# Instructions to follow
Rewrite the passage of the movie review below from "One in a series" up to and including "charm or enthusiasm.", swapping "Old West" for "Wild West".

# Text block
The Movie Itself: Our Reviewer's Take

The decision to release 'Mobsters' on HD DVD baffles me. Universal has a huge library of fantastic titles at its disposal, and this is what they choose to put out in high-def?! A deservedly forgotten slice of early-90s marketing posing as a movie, 'Mobsters' is the kind of flick that even basic cable networks no longer bother running (you know it's sad when "USA Up All Night" refuses to play a movie).

One in a series of films made to cash in on the 'Young Guns' "craze" that briefly swept through Hollywood in the early '90s, the formula was simple -- take a group of hot young actors, stick 'em in a generic genre flick, then sit back and wait for young girls to snatch up the tickets. 'Mobsters' swaps the Old West for New York's lower east side, and puts its young studs in Italian suits instead of leather chaps, but otherwise, there's scarcely a dime's worth of difference between the two films’ intentions. Only in this case, ‘Young Guns' is still fairly entertaining, whereas 'Mobsters' is lacking in action and utterly bereft of even a hint of charm or enthusiasm.

If you can imagine Teen Beat magazine producing a movie detailing the rise of organized crime in America, then you can imagine the hilarity that is 'Mobsters.' The story traces the exploits of four close friends growing up in 1920s New York, among them savvy Meyer Lansky (Patrick Dempsey), headstrong "Bugsy" Siegel (Richard Greico), diplomatic Frank Costello (Costas Mandylor), and the de facto leader, "Lucky" Luciano (Christian Slater). Spanning twenty some years, we watch as the friends rise to power, going from minor bootlegging to eventually running the entire mob. Along the way, they tangle with members of the old guard (including embarrassed-looking Oscar winners F. Murray Abraham and Anthony Quinn), who don't take too kindly to being pushed out of the family business by a bunch of twerps in nice suits.

# Information provided
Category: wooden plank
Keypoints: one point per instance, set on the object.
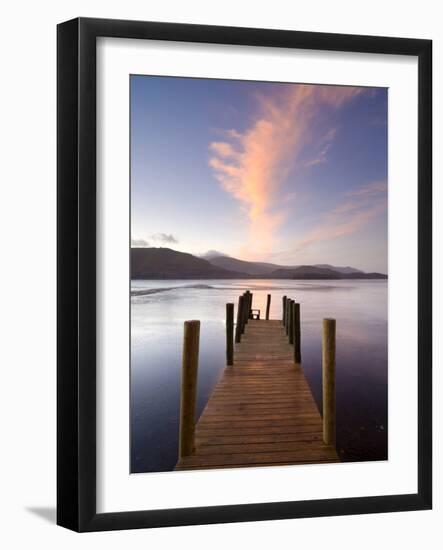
(261, 412)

# Response for this exercise
One in a series of films made to cash in on the 'Young Guns' "craze" that briefly swept through Hollywood in the early '90s, the formula was simple -- take a group of hot young actors, stick 'em in a generic genre flick, then sit back and wait for young girls to snatch up the tickets. 'Mobsters' swaps the Wild West for New York's lower east side, and puts its young studs in Italian suits instead of leather chaps, but otherwise, there's scarcely a dime's worth of difference between the two films’ intentions. Only in this case, ‘Young Guns' is still fairly entertaining, whereas 'Mobsters' is lacking in action and utterly bereft of even a hint of charm or enthusiasm.